• [PASSAGE PRÉSENTÉ]:
--

Chronologiquement, alors que je poursuis le récit de mon histoire personnelle et que je débouche sur mon alyah, je devrais peut-être à la vérité de dire qu'elle n'a pas seulement eu lieu un beau soir d'août 1981, où je débarquai à l'aéroport flanqué d'une lourde malle métallique, en chemin pour aller prendre mon poste de directeur d'internat du lycée français à Jérusalem (tandis que Marianne et Ayala ne devaient me rejoindre qu'un mois plus tard), mais qu'elle remonte à ce séminaire de janvier 1976, où je passai dix jours à Maayanot, dans cette version israélo-agence juive de l'école d'Orsay.

J'ai de ce fait presque un peu honte que mon alyah soit ainsi originée dans ce qu'on n'aurait aucun mal à qualifier d'endoctrinement express, mais surtout je pense qu'une pareille qualification serait par trop réductrice.

Je suis effectivement rentré à Paris après ces dix jours en annonçant que je cherchais dès lors à me placer sur une piste de décollage en direction d'Israël, chose que je ne me souviens pas avoir expressément dit antérieurement. 

Mais réduire mon alyah à ces dix jours serait quand même faire abstraction de toute l'ambiance dans laquelle j'ai grandi, et aussi de toute l'histoire du sionisme à répétition de mon grand-père, ici relatée dans quelques chapîtres précédents.

La vérité est que j'ai dû grandir dans une ambiance particulièrement im-pré-sioniste, et qu'ainsi les mécanismes de dissociation ont été chez moi aussi actifs que l'imprégnation sioniste. J'ai ainsi le sentiment d'avoir plus ou moins toujours été au courant de ce "sionisme à répétition" qui anima mon grand-père maternel et lui fit faire plusieurs tentatives d'alyah, ainsi d'ailleurs que de la déportation et la disparition à Auschwitz de ma grand-mère paternelle, mais sans que je retrouve le souvenir que ces évènements m'aient été effectivement racontés.

--

• [EXTRAIT DES DONNÉES]:
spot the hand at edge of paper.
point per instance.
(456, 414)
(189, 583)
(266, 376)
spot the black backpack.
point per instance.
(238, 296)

--

• [CONSIGNES]:
(a) Pour chacune des affirmations suivantes, dites si elle concorde avec le récit sur l'alyah : (i) l'arrivée à l'aéroport eut lieu en août 1981 ; (ii) Marianne et Ayala arrivèrent en même temps que le narrateur ; (iii) le séminaire de Maayanot dura deux semaines. Répondez par oui ou par non, en citant les mots exacts du récit qui tranchent.
(b) Recopiez tout le récit sur l'alyah, depuis « Mais réduire mon » jusqu'à « été effectivement racontés. ».
(c) Prolongez le récit sur l'alyah à partir de l'endroit où il s'arrête.

• [CORRIGÉS]:
(a)
(i) Oui : « un beau soir d'août 1981, où je débarquai à l'aéroport »
(ii) Non : « Marianne et Ayala ne devaient me rejoindre qu'un mois plus tard »
(iii) Non : « où je passai dix jours à Maayanot »

(b)
Mais réduire mon alyah à ces dix jours serait quand même faire abstraction de toute l'ambiance dans laquelle j'ai grandi, et aussi de toute l'histoire du sionisme à répétition de mon grand-père, ici relatée dans quelques chapîtres précédents.

La vérité est que j'ai dû grandir dans une ambiance particulièrement im-pré-sioniste, et qu'ainsi les mécanismes de dissociation ont été chez moi aussi actifs que l'imprégnation sioniste. J'ai ainsi le sentiment d'avoir plus ou moins toujours été au courant de ce "sionisme à répétition" qui anima mon grand-père maternel et lui fit faire plusieurs tentatives d'alyah, ainsi d'ailleurs que de la déportation et la disparition à Auschwitz de ma grand-mère paternelle, mais sans que je retrouve le souvenir que ces évènements m'aient été effectivement racontés.

(c)
Mes enfants disent souvent plus ou moins sur le ton de la blague que "yom hashoah" n'est pas pour eux une date fixe du calendrier mais se renouvelle à chaque fois qu'ils passent du temps avec leurs grands parents, et probablement que j'eus pu de la même manière identifier ce qu'étaient chez nous tant le traumatisme de la shoah que le sionisme.

Les deux n'étaient pas des sujets : ils étaient comme au menu quotidien. Mais cependant sans que l'ambiance ne soit ni lugubre, ni scandée d'un quelconque "l'an prochain à Jérusalem".

Je sais que mes amis d'école et de lycée ont toujours su que j'étais juif, non du fait de mon nom ( qui ne passe pas pour spécialement juif ) mais bien du fait de ce qu'a toujours été mon identité, et je pense que le sionisme et le souvenir de la shoah (que l'on n'appelait alors pas autrement que "la guerre") étaient une partie inséparable du tableau.

Je n'ai pas pour autant été ni actif ni même affilié à aucun de ces mouvements ou groupes sionistes. Au lycée, ce lycée de la banlieue sud pourtant assez peuplé de juifs mais qui s'ignoraient tant eux-mêmes pour beaucoup d'entre eux que les uns les autres, rien de juif ni de sioniste n'existait. La seule religion était la catholique et la seule politisation était "post soixanthuitarde", centrée sur les mobilisations purement intra françaises, les injustices sociales et leurs dérivées sur le monde de l'éducation. A la fac je ne me suis pas plus approché de cette mouvance.

J'avais eu lors de ma première visite en Israël, l'été de mes quinze ans, ce que je peux désigner a posteriori comme un coup de foudre, surtout avec la langue et l'ambiance qu'elle véhiculait. Je me souviens que l'hébreu avait alors proprement effacé tous les rudiments d'espagnol que trois ans d'étude de cette langue - en seconde langue, et au rythme français "escargot" d'enseignement des langues - avaient imprimé en moi.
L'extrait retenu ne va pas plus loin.